[[ Material supplied open ]]
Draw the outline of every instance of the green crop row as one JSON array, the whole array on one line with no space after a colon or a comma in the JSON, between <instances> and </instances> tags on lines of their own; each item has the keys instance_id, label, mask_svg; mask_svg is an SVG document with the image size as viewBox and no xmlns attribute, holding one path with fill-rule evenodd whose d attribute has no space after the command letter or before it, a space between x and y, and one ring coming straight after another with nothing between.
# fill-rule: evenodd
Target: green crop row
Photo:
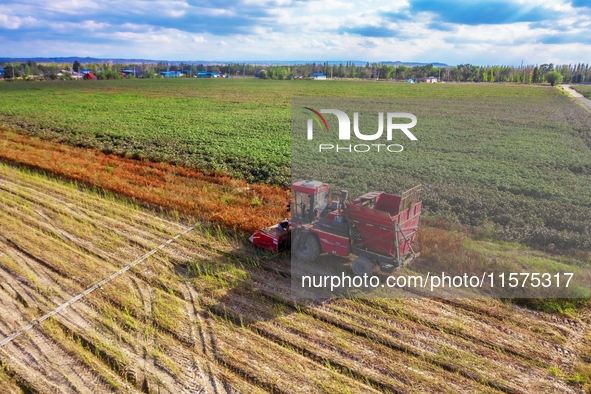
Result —
<instances>
[{"instance_id":1,"label":"green crop row","mask_svg":"<svg viewBox=\"0 0 591 394\"><path fill-rule=\"evenodd\" d=\"M325 108L323 99L312 106ZM546 248L591 249L591 116L566 97L392 98L383 102L329 100L357 109L414 114L417 141L398 131L392 141L338 141L294 128L294 179L314 178L356 197L370 190L400 193L422 184L424 212L483 235ZM294 122L305 124L305 114ZM336 117L325 115L329 130ZM375 118L375 115L374 115ZM371 125L373 121L373 126ZM375 133L377 119L360 126ZM373 128L372 128L373 127ZM324 149L338 143L340 151ZM400 144L402 152L350 153L349 145ZM344 149L345 148L345 149ZM398 150L398 149L396 149ZM486 229L486 231L484 231Z\"/></svg>"},{"instance_id":2,"label":"green crop row","mask_svg":"<svg viewBox=\"0 0 591 394\"><path fill-rule=\"evenodd\" d=\"M509 85L131 80L0 86L0 122L75 145L289 184L294 97L531 97Z\"/></svg>"},{"instance_id":3,"label":"green crop row","mask_svg":"<svg viewBox=\"0 0 591 394\"><path fill-rule=\"evenodd\" d=\"M390 155L315 155L292 99L379 98L415 114ZM324 107L322 107L324 108ZM327 119L331 115L327 115ZM350 189L423 184L426 212L495 237L591 248L591 117L558 89L511 84L164 79L0 85L0 124L129 157L289 186L290 171ZM332 130L332 129L331 129ZM400 139L402 138L402 139ZM490 230L490 231L489 231Z\"/></svg>"}]
</instances>

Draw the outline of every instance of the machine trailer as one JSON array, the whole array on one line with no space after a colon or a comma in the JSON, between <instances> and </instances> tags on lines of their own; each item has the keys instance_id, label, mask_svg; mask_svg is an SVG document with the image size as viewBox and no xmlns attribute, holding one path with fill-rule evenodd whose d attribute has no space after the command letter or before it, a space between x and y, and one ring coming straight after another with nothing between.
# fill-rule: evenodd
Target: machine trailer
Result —
<instances>
[{"instance_id":1,"label":"machine trailer","mask_svg":"<svg viewBox=\"0 0 591 394\"><path fill-rule=\"evenodd\" d=\"M291 219L255 232L250 241L272 252L292 246L295 257L314 261L320 253L355 255L356 275L371 275L374 266L391 273L418 253L413 244L421 213L420 185L401 195L372 191L348 200L330 201L326 183L306 180L292 185Z\"/></svg>"}]
</instances>

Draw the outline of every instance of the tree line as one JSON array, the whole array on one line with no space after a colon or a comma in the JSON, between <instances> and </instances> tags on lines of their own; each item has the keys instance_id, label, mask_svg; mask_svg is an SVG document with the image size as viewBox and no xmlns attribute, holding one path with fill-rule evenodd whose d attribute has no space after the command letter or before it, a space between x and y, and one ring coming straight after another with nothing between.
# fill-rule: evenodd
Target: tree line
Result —
<instances>
[{"instance_id":1,"label":"tree line","mask_svg":"<svg viewBox=\"0 0 591 394\"><path fill-rule=\"evenodd\" d=\"M388 63L366 63L365 65L345 62L341 64L304 63L295 65L261 65L248 63L228 63L208 65L194 63L143 63L113 64L88 63L81 64L77 60L73 64L36 63L32 60L23 63L0 63L4 68L5 78L43 77L46 79L67 79L72 72L88 69L99 79L124 78L123 70L133 70L131 76L154 78L162 71L180 71L184 76L196 76L202 71L219 72L232 77L258 76L268 79L307 78L312 73L322 73L328 78L360 78L381 80L407 80L425 77L436 77L444 82L516 82L516 83L584 83L591 82L589 64L552 63L541 65L493 65L476 66L458 64L456 66L420 66L392 65ZM65 72L64 72L65 71Z\"/></svg>"}]
</instances>

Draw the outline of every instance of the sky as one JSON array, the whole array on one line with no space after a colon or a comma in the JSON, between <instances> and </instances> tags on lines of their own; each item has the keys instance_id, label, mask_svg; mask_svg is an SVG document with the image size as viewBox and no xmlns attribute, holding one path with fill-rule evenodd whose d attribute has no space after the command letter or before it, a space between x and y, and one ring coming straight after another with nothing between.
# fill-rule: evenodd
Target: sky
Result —
<instances>
[{"instance_id":1,"label":"sky","mask_svg":"<svg viewBox=\"0 0 591 394\"><path fill-rule=\"evenodd\" d=\"M0 57L591 63L591 0L1 0Z\"/></svg>"}]
</instances>

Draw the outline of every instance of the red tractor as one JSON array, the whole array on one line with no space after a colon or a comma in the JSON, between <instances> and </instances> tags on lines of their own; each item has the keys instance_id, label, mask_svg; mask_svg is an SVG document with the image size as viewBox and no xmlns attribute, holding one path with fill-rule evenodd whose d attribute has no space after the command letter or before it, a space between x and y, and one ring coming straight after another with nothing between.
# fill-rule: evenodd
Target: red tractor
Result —
<instances>
[{"instance_id":1,"label":"red tractor","mask_svg":"<svg viewBox=\"0 0 591 394\"><path fill-rule=\"evenodd\" d=\"M332 202L329 189L318 181L294 183L291 219L257 231L250 241L272 252L292 246L303 261L316 260L321 252L354 254L353 272L360 276L371 275L374 264L391 273L418 257L412 245L421 213L420 186L400 196L373 191L353 201L343 190L340 201Z\"/></svg>"}]
</instances>

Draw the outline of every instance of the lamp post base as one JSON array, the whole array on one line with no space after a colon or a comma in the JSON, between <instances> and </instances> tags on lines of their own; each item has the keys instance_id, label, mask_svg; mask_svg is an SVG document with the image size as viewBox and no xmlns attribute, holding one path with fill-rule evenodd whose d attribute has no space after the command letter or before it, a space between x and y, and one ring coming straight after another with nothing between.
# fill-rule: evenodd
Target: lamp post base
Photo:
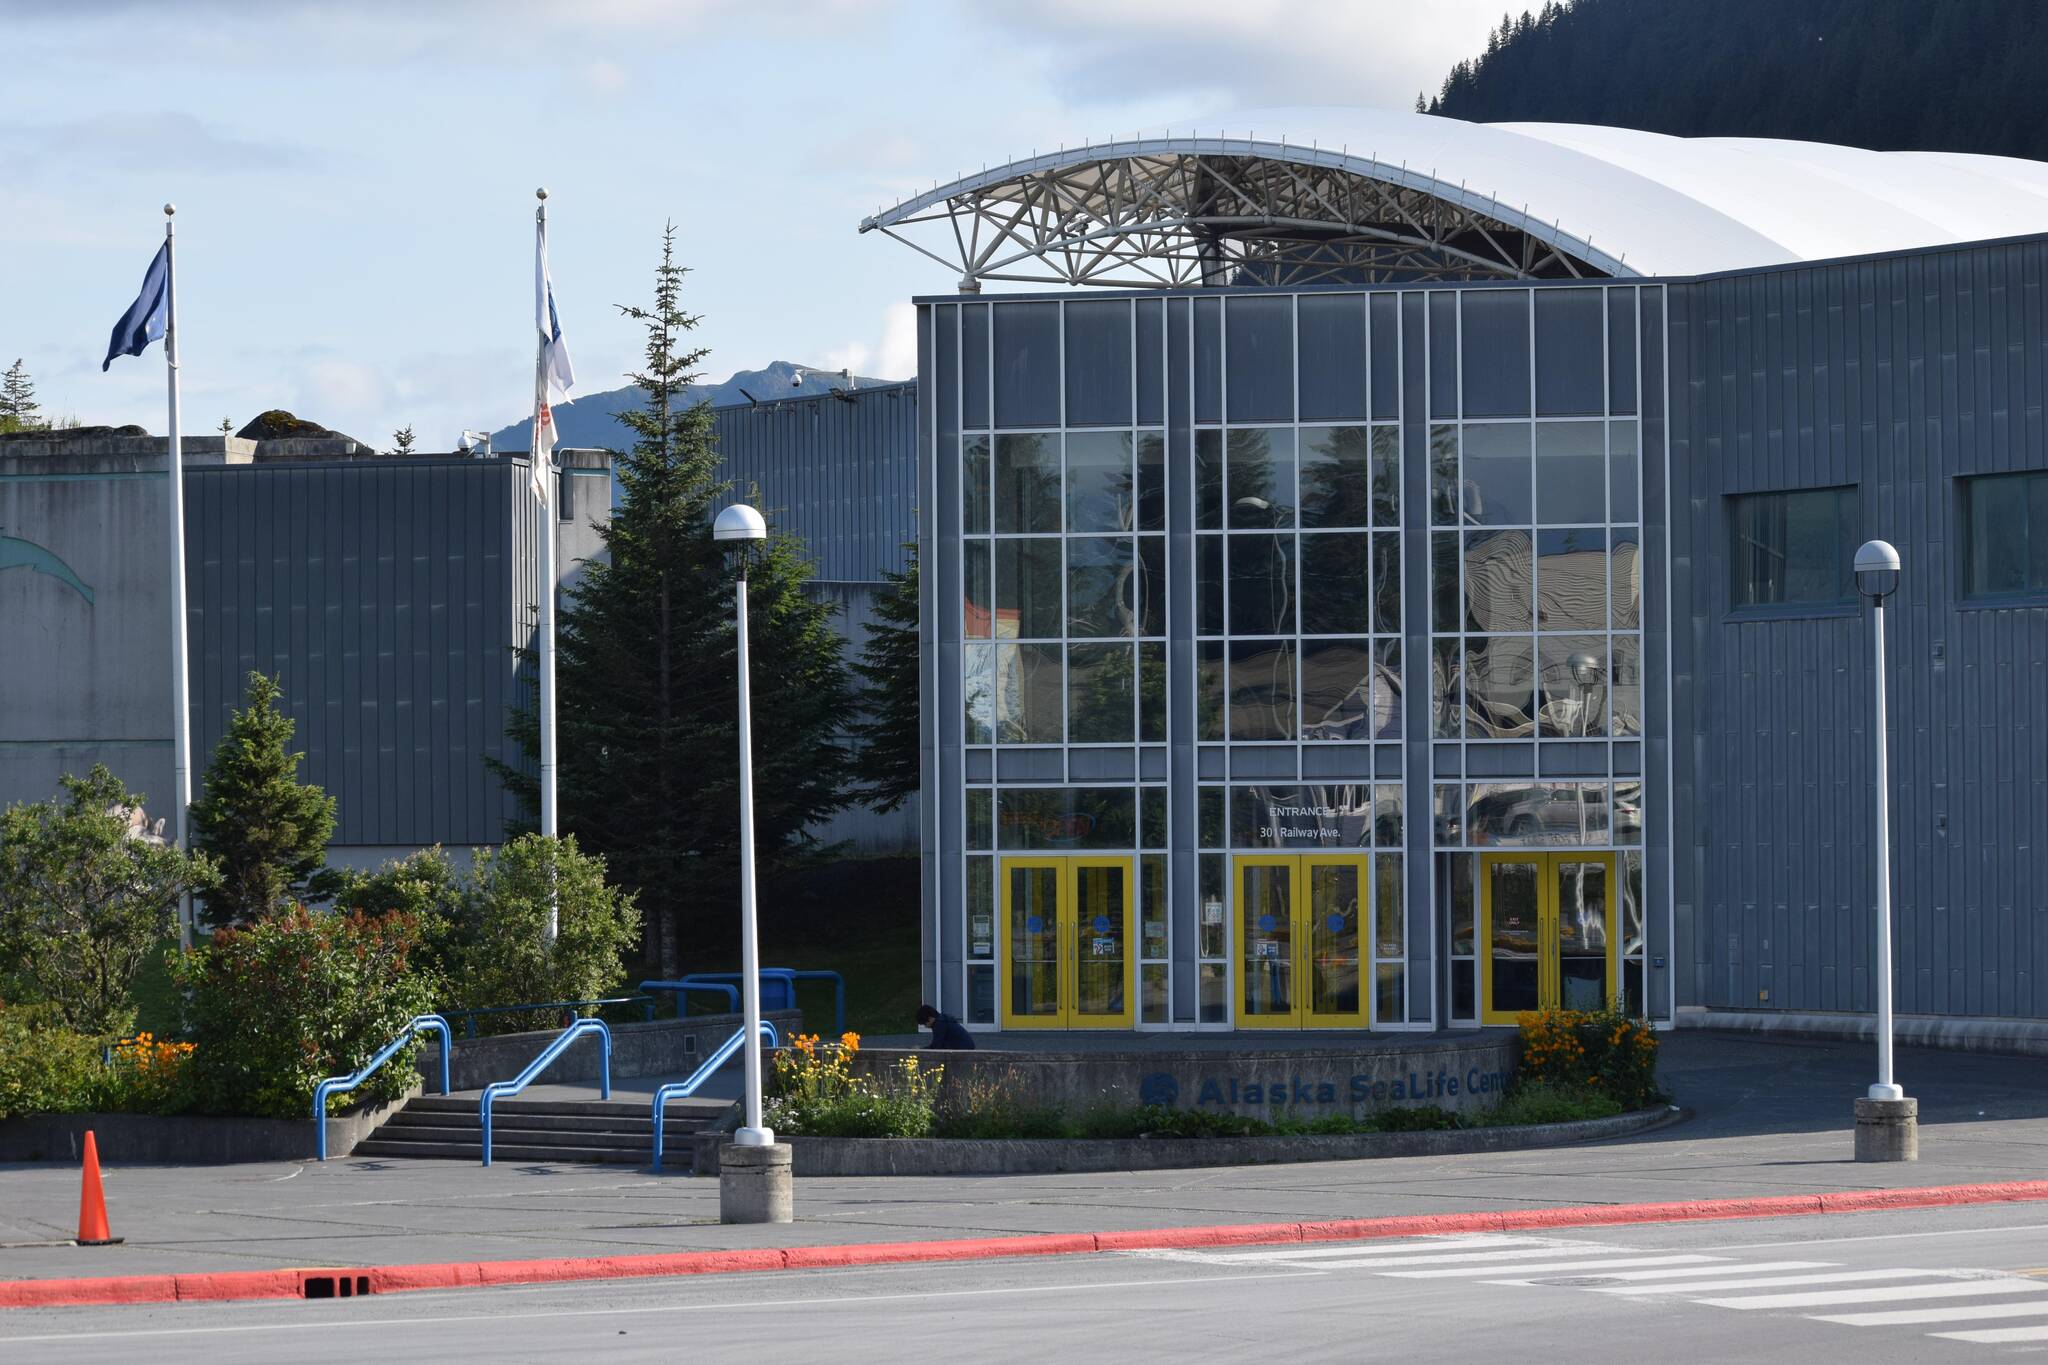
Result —
<instances>
[{"instance_id":1,"label":"lamp post base","mask_svg":"<svg viewBox=\"0 0 2048 1365\"><path fill-rule=\"evenodd\" d=\"M775 1145L775 1130L773 1128L736 1128L733 1130L732 1140L734 1145L739 1147L773 1147Z\"/></svg>"},{"instance_id":2,"label":"lamp post base","mask_svg":"<svg viewBox=\"0 0 2048 1365\"><path fill-rule=\"evenodd\" d=\"M1856 1101L1856 1159L1918 1161L1920 1101L1903 1097Z\"/></svg>"},{"instance_id":3,"label":"lamp post base","mask_svg":"<svg viewBox=\"0 0 2048 1365\"><path fill-rule=\"evenodd\" d=\"M765 1147L731 1143L718 1153L718 1221L796 1221L790 1149L786 1142Z\"/></svg>"}]
</instances>

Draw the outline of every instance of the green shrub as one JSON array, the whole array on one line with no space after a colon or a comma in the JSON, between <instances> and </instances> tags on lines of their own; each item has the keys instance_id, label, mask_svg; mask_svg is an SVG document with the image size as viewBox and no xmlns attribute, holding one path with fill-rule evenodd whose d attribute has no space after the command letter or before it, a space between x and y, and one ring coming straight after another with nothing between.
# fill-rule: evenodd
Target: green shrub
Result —
<instances>
[{"instance_id":1,"label":"green shrub","mask_svg":"<svg viewBox=\"0 0 2048 1365\"><path fill-rule=\"evenodd\" d=\"M1664 1098L1657 1085L1657 1035L1618 1009L1541 1010L1522 1016L1518 1084L1590 1087L1623 1109Z\"/></svg>"},{"instance_id":2,"label":"green shrub","mask_svg":"<svg viewBox=\"0 0 2048 1365\"><path fill-rule=\"evenodd\" d=\"M1375 1133L1428 1133L1463 1127L1465 1120L1448 1109L1439 1109L1433 1104L1417 1104L1377 1110L1368 1116L1367 1122Z\"/></svg>"},{"instance_id":3,"label":"green shrub","mask_svg":"<svg viewBox=\"0 0 2048 1365\"><path fill-rule=\"evenodd\" d=\"M856 1076L859 1051L857 1033L836 1047L818 1046L814 1033L791 1038L775 1054L763 1121L807 1137L929 1137L946 1069L903 1057L884 1075Z\"/></svg>"},{"instance_id":4,"label":"green shrub","mask_svg":"<svg viewBox=\"0 0 2048 1365\"><path fill-rule=\"evenodd\" d=\"M932 1115L943 1138L1063 1138L1071 1125L1058 1106L1020 1099L1014 1078L969 1072Z\"/></svg>"},{"instance_id":5,"label":"green shrub","mask_svg":"<svg viewBox=\"0 0 2048 1365\"><path fill-rule=\"evenodd\" d=\"M47 1005L0 1004L0 1119L92 1108L99 1048Z\"/></svg>"},{"instance_id":6,"label":"green shrub","mask_svg":"<svg viewBox=\"0 0 2048 1365\"><path fill-rule=\"evenodd\" d=\"M92 1107L109 1114L181 1114L196 1099L190 1043L152 1033L123 1038L106 1050L93 1080Z\"/></svg>"},{"instance_id":7,"label":"green shrub","mask_svg":"<svg viewBox=\"0 0 2048 1365\"><path fill-rule=\"evenodd\" d=\"M313 1087L346 1075L432 1008L438 983L415 959L420 924L398 913L313 914L303 906L216 933L179 954L199 1108L303 1118ZM401 1051L342 1104L396 1099L417 1079Z\"/></svg>"},{"instance_id":8,"label":"green shrub","mask_svg":"<svg viewBox=\"0 0 2048 1365\"><path fill-rule=\"evenodd\" d=\"M1623 1112L1614 1096L1587 1086L1559 1081L1531 1081L1518 1085L1486 1115L1489 1127L1505 1128L1524 1123L1572 1123L1579 1119L1612 1118Z\"/></svg>"}]
</instances>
[[ Material supplied closed ]]
Given the records above, return the lines starting at the one that holds "Target: lamp post base" and ending at the one that holds "Target: green shrub", exactly, and nothing besides; leave every picture out.

Target: lamp post base
Photo:
Result —
<instances>
[{"instance_id":1,"label":"lamp post base","mask_svg":"<svg viewBox=\"0 0 2048 1365\"><path fill-rule=\"evenodd\" d=\"M775 1145L775 1130L773 1128L736 1128L733 1130L732 1140L734 1145L739 1147L773 1147Z\"/></svg>"},{"instance_id":2,"label":"lamp post base","mask_svg":"<svg viewBox=\"0 0 2048 1365\"><path fill-rule=\"evenodd\" d=\"M1856 1101L1856 1159L1918 1161L1920 1101L1903 1097Z\"/></svg>"},{"instance_id":3,"label":"lamp post base","mask_svg":"<svg viewBox=\"0 0 2048 1365\"><path fill-rule=\"evenodd\" d=\"M765 1147L731 1143L718 1153L718 1221L796 1221L790 1149L786 1142Z\"/></svg>"}]
</instances>

Draw the outline of every instance of the green shrub as one JSON array, the whole array on one line with no space after a colon or a comma in the JSON, between <instances> and </instances> tags on lines of their own; each item has the keys instance_id, label, mask_svg; mask_svg is an SVG document with the image size as viewBox and no xmlns attribute, holding one path with fill-rule evenodd whose d attribute has no space after the command letter or before it, a space between x and y, and one ring coming straight after another with nothing between.
# fill-rule: evenodd
Target: green shrub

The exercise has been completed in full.